→ Aim of the exercise
Which lines in the items below contain the string "cluster" with matching case? Locate and copy each of them.

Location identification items
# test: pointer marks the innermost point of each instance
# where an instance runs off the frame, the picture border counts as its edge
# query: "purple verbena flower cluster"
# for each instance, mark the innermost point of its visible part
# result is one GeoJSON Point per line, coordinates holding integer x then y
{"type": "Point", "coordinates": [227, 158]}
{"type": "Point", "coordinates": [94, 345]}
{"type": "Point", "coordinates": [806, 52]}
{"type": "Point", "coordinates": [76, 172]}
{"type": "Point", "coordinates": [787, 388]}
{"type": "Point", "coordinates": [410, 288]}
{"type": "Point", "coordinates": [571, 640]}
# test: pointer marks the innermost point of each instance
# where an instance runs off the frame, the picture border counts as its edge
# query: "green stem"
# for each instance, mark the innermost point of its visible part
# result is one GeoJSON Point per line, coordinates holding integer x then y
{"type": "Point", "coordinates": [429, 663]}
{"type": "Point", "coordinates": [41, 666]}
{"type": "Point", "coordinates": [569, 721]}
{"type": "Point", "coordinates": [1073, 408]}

--

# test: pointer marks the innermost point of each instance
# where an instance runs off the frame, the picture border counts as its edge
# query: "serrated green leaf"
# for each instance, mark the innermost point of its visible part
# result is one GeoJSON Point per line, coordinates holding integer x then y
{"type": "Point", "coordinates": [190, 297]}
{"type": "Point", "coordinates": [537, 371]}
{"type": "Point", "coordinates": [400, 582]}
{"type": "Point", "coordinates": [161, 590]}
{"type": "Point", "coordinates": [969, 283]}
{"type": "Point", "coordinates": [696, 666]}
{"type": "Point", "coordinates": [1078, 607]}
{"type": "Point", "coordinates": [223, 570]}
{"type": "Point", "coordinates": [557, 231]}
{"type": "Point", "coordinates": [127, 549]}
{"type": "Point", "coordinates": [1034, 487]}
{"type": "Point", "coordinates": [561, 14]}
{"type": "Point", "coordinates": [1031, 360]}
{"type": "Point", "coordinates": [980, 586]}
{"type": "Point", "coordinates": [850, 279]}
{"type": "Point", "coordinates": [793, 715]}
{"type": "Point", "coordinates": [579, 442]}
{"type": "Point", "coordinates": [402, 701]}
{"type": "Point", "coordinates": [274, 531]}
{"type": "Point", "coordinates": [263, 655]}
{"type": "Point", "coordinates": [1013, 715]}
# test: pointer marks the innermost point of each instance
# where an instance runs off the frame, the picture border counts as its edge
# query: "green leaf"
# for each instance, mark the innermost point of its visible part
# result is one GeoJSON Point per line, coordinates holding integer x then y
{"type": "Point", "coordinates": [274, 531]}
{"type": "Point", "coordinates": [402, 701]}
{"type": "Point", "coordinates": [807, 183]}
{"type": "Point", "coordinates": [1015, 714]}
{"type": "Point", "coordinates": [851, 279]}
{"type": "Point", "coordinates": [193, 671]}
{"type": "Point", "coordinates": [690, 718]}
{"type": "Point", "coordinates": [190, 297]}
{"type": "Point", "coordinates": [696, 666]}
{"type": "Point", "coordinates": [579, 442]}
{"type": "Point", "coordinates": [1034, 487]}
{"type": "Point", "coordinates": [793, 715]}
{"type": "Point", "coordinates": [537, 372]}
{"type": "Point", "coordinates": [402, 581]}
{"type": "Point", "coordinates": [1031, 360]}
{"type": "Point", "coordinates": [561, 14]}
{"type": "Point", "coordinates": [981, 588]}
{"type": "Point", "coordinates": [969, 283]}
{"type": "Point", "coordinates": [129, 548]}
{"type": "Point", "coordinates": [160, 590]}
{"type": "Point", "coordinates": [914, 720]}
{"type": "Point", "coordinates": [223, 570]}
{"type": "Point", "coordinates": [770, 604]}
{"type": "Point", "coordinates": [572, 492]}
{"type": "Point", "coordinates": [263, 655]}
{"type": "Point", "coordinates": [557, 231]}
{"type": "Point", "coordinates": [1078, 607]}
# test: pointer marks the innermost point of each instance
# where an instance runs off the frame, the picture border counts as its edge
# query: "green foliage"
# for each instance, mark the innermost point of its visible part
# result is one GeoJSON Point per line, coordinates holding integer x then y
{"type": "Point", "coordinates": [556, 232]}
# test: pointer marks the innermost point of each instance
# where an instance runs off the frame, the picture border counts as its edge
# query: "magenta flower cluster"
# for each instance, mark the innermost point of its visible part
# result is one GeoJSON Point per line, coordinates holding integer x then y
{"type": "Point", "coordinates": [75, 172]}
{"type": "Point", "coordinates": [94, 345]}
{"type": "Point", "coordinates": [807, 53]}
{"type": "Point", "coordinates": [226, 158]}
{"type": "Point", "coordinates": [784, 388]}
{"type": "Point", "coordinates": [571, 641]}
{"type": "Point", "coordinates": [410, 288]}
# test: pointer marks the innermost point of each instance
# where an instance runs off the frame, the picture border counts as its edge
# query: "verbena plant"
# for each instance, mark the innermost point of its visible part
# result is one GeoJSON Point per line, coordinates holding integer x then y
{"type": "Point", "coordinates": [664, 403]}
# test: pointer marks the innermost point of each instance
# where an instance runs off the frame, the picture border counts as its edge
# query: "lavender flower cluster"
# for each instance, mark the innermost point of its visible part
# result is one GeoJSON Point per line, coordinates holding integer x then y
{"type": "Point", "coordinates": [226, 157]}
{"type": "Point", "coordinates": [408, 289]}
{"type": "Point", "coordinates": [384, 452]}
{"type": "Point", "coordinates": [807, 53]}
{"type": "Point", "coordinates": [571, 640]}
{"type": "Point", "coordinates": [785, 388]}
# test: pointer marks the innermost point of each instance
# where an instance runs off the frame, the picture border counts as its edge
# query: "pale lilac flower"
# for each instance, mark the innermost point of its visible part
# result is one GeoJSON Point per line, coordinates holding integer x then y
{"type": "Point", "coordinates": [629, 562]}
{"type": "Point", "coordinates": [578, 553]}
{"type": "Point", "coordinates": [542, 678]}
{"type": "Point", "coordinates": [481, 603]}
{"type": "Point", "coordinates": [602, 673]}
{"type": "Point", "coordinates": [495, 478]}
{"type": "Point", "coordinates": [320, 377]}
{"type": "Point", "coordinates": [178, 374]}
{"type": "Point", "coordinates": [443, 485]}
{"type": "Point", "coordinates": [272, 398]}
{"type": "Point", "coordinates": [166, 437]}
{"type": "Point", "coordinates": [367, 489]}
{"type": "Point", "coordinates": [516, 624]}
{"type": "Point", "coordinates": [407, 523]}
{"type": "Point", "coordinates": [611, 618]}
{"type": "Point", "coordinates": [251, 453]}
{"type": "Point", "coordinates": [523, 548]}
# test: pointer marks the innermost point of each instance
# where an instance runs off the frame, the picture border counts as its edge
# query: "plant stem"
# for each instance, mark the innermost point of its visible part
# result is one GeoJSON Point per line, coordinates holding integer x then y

→ Task result
# query: "purple verbena flower cluster"
# query: "magenta flower cluster"
# query: "lavender flower cluster"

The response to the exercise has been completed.